_Task input_:
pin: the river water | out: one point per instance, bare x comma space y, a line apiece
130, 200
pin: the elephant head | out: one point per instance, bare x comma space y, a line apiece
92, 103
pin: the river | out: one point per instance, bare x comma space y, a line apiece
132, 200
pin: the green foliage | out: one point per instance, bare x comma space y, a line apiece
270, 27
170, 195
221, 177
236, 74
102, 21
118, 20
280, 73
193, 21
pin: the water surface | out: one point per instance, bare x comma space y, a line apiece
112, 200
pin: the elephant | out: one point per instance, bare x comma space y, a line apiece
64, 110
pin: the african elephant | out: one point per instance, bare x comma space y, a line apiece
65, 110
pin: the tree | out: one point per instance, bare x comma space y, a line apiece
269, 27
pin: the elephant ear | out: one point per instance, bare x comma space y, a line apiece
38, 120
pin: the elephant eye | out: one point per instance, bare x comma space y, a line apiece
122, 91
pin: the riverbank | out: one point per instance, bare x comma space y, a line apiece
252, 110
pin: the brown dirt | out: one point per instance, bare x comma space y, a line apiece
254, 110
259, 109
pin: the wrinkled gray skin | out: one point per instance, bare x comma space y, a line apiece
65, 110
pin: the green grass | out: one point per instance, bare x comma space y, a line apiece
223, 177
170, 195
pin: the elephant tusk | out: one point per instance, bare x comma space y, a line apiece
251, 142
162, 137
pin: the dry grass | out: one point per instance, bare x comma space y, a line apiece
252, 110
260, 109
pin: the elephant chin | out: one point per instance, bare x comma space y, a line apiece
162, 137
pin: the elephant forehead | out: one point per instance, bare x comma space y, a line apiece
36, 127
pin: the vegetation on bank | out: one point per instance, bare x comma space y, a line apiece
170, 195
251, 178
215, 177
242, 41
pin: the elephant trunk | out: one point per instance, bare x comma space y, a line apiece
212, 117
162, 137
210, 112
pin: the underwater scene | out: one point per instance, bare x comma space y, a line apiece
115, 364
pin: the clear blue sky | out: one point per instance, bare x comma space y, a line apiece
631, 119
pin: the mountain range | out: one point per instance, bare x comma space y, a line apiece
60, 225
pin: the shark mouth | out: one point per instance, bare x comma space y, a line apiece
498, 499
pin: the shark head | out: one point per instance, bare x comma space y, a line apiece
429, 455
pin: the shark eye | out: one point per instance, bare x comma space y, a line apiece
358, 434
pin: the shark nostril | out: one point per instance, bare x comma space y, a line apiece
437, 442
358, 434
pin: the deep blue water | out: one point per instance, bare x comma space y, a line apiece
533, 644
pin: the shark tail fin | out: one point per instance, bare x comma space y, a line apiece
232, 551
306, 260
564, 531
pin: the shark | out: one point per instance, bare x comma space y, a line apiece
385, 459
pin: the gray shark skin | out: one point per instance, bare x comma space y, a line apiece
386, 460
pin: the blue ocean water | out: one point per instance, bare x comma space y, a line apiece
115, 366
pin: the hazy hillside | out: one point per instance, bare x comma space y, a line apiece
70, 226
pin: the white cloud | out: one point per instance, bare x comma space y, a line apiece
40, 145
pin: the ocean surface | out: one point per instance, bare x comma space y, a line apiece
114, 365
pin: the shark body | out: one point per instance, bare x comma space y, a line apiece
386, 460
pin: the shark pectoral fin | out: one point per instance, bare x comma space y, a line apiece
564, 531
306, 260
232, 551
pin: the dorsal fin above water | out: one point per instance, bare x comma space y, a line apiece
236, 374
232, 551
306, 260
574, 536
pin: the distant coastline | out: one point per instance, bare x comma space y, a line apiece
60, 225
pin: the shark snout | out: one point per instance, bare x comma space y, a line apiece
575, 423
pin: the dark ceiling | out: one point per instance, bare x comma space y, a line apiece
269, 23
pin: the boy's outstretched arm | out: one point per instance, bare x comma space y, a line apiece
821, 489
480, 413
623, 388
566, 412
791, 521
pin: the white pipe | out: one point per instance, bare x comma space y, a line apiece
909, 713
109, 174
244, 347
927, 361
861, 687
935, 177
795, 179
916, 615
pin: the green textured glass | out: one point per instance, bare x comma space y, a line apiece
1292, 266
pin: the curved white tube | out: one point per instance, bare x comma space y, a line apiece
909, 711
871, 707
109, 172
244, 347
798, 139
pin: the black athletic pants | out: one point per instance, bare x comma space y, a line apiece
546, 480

_Work instruction_: Every record above needs to be returned in full, exactly.

_Response below_:
pin: the river water | out: one point per instance, bare x comma space y, a line apiece
130, 200
pin: the elephant head | out: one point per instance, bare x comma space y, a line apiece
92, 103
pin: the river | out: one point per instance, bare x comma space y, a line apiece
132, 200
pin: the green foliage | out: one point per instance, bare x comma space y, a line apiece
270, 27
170, 195
221, 177
236, 74
102, 21
118, 20
280, 73
193, 21
pin: the water surface | out: one point per instance, bare x comma space y, a line apiece
112, 200
pin: the elephant | out: one point per instance, bare x comma space y, a line apiece
64, 110
pin: the african elephant | out: one point per instance, bare x comma space y, a line apiece
65, 110
pin: the tree | out: one point per instance, bare x comma space y, a line apiece
269, 27
pin: the elephant ear | out: one point per instance, bare x comma space y, a line apiece
38, 120
pin: the elephant eye | out: one point per instance, bare x comma space y, a line apiece
122, 91
pin: the riverbank | out: one point per instance, bare x comma space y, a line apiece
252, 110
pin: the brown dirt | out: one point per instance, bare x comma space y, a line apiece
254, 110
259, 109
pin: the wrinkled gray skin | out: one point per instance, bare x comma space y, a line apiece
65, 110
pin: the green grass | out: one point per instance, bare x comma space y, a line apiece
223, 177
170, 195
pin: the elephant tusk | out: one point per instance, bare x comma space y, a line apiece
251, 142
162, 137
pin: the dry grass | out: one point per instance, bare x comma space y, a line apiece
252, 110
260, 109
pin: the elephant chin | out: one point per instance, bare x comma space y, a line apiece
162, 137
pin: the elephant forehead | out: one point per instance, bare x comma space y, a line apiece
36, 127
pin: the vegetation on bank | out: one point per instance, bare x comma space y, a line apiece
170, 195
251, 178
215, 177
242, 41
pin: the elephant trunk | out: one point per instance, bare x comma space y, a line apiece
212, 117
162, 137
210, 112
pin: the underwater scene | out: one point per instance, bare x comma space y, a line apiece
115, 364
pin: the clear blue sky | out: one point per instance, bare x comma space y, a line apiece
631, 119
pin: the mountain range | out: one point per instance, bare x comma space y, a line apiece
60, 225
pin: the shark mouth | out: one point per instance, bare x comma space y, a line apiece
498, 499
pin: the shark head | out: one point per instance, bare x comma space y, a line apiece
429, 455
pin: the shark eye | out: one point per instance, bare x comma space y, a line apiece
358, 434
pin: the shark nostril | out: one point per instance, bare x comma space y, a line apiece
437, 442
358, 434
pin: the deep blue water | out: one point per instance, bare x comma space y, a line apiece
533, 644
pin: the shark tail fin | out: one point per instance, bare x comma space y, a line apiece
232, 551
306, 260
564, 531
pin: the shark | out: one point per instance, bare x comma space y, a line apiece
385, 459
pin: the gray shark skin | out: one point per instance, bare x comma space y, a line apiece
386, 460
pin: the blue ocean water | out: one point per instance, bare x comma space y, a line apiece
115, 366
pin: the hazy hillside | out: one point per instance, bare x comma space y, a line apiece
70, 226
pin: the white cloud | out: one point per instance, bare x comma space y, a line apiece
40, 145
pin: the ocean surface | out: one point per instance, bare x comma space y, a line apiece
114, 365
pin: the shark body | out: one point per instance, bare x comma space y, a line apiece
386, 460
pin: the shark pectoral fin | out: one point per instance, bare x comma space y, a line apiece
564, 531
306, 260
232, 551
pin: the dorsal fin above water | out: one point per instance, bare x comma space y, a line apiece
236, 374
232, 551
306, 260
574, 536
pin: the distant coastline | out: one point per instance, bare x comma space y, a line apiece
60, 225
pin: the shark snout | out: one point per instance, bare x comma space y, a line apiece
575, 423
pin: the dark ceiling | out: one point per instance, bare x comma space y, a line apiece
269, 23
pin: the boy's outstretched arm | out: one point per instance, bare x comma space y, a line apiece
821, 489
480, 413
623, 388
566, 412
791, 521
pin: the white pipe | out: one point per instance, bare x comma space y, a line apiece
909, 713
109, 174
244, 347
927, 361
861, 687
935, 177
795, 179
916, 615
pin: the green textured glass | out: one point per instance, bare x comma space y, a line apiece
1292, 266
pin: the curved white tube | out: one point per instance, bare x comma space y, a line apiece
909, 711
871, 707
109, 172
244, 347
798, 139
pin: the black athletic pants | out: one point per instance, bare x comma space y, a line apiece
546, 480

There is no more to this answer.